# What is being asked
Swap "one marker apiece" for "a single marker each" throughout the records below, and reproduce them with no other changes.

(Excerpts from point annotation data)

• • •

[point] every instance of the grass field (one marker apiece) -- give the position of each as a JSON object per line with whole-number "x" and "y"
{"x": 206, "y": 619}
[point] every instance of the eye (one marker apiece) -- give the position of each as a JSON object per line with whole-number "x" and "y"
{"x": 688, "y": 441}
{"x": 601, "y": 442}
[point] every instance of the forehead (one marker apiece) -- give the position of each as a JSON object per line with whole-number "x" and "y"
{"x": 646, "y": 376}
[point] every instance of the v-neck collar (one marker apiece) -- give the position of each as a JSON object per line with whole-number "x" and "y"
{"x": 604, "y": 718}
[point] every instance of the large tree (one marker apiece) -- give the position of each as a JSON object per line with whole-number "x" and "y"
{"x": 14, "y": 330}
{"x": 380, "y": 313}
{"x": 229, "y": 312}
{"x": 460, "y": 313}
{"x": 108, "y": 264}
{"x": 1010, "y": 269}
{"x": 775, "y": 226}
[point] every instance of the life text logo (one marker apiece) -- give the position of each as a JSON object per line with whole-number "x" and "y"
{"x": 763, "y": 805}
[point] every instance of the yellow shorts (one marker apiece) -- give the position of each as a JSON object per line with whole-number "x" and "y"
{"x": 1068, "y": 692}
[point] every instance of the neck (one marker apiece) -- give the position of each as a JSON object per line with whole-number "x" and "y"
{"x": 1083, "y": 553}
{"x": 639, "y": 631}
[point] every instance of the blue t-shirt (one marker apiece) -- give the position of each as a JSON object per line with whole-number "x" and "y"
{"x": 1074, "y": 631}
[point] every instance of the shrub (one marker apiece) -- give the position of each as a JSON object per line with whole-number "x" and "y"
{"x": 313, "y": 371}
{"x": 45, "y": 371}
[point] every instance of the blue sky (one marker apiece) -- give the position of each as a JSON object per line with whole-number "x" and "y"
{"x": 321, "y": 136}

• • •

# Answer to this problem
[point] every instance of the grass field (a single marker each) -- give the position of each as a JSON object per line with whole-number "x" and "y"
{"x": 206, "y": 619}
[point] every instance of the eye (a single marker each) -- give the position of each as a JSON object per line with whole-number "x" and "y"
{"x": 688, "y": 441}
{"x": 601, "y": 442}
[point] every instance of the forehead (a single marker each) -- give the position of each as a JSON object per line with whole-number "x" and "y"
{"x": 646, "y": 376}
[point] every instance of the v-neck collar (a single marker each) -- give the position of each as a JSON object per line with whole-number "x" and "y"
{"x": 604, "y": 718}
[point] every instance of the large tree (a single marker each) -- give the position of each as a JSON object per line with whole-number "x" and "y"
{"x": 14, "y": 330}
{"x": 380, "y": 313}
{"x": 229, "y": 312}
{"x": 460, "y": 313}
{"x": 108, "y": 264}
{"x": 1010, "y": 269}
{"x": 775, "y": 226}
[point] every instance of the life text logo (a single marker each) -- give the position of each as a JSON object per line with whole-number "x" and "y"
{"x": 763, "y": 805}
[point] every instance of the yellow shorts (a single marker each) -- give the position of each as a JSON object per line with whole-number "x" and "y"
{"x": 1068, "y": 692}
[point] every instance of the neck (a single marker each) -- give the position of each as a JSON object per line with whole-number "x" and "y"
{"x": 1083, "y": 553}
{"x": 639, "y": 631}
[point] every instance of the blue t-shirt (a single marker each) -- give the position of each as a JSON object per line with whole-number "x" and "y"
{"x": 1074, "y": 631}
[point] every instance of the shrub (a single marker each) -- give the position of each as a JSON object per line with whole-number "x" and "y"
{"x": 313, "y": 371}
{"x": 45, "y": 371}
[point] every instance of the blue sky (a single marker each) -- give the position of each as a JSON object per line with whole-number "x" and "y"
{"x": 321, "y": 136}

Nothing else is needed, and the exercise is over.